• Instructions for the task:
Count the lines in the data below that contain the string "sweater", with case counting, and reply with that number only.
··· Data ···
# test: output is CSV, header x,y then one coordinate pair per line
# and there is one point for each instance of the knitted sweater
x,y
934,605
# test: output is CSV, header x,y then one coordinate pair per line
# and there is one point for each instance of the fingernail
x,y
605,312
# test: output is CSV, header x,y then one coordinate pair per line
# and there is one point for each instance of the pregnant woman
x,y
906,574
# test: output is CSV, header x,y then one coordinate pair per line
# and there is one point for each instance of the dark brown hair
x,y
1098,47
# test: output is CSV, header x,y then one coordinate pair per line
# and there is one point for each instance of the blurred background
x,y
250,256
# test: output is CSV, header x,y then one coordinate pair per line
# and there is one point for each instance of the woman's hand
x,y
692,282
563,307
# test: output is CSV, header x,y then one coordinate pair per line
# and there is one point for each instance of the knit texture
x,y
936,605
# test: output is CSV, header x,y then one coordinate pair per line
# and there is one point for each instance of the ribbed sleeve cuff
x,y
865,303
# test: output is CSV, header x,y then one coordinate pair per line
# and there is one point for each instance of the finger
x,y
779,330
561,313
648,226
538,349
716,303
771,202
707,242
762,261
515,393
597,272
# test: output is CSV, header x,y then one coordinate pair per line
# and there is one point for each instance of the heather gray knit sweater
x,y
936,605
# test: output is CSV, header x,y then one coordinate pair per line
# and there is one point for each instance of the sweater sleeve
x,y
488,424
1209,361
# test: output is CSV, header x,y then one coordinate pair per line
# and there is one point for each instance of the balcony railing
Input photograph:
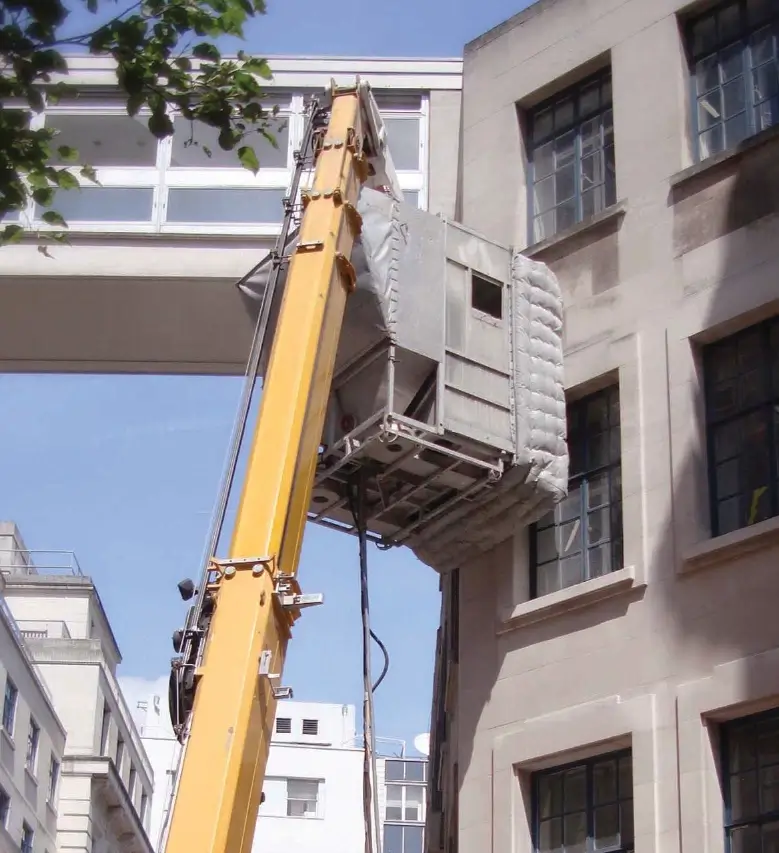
···
• Correct result:
3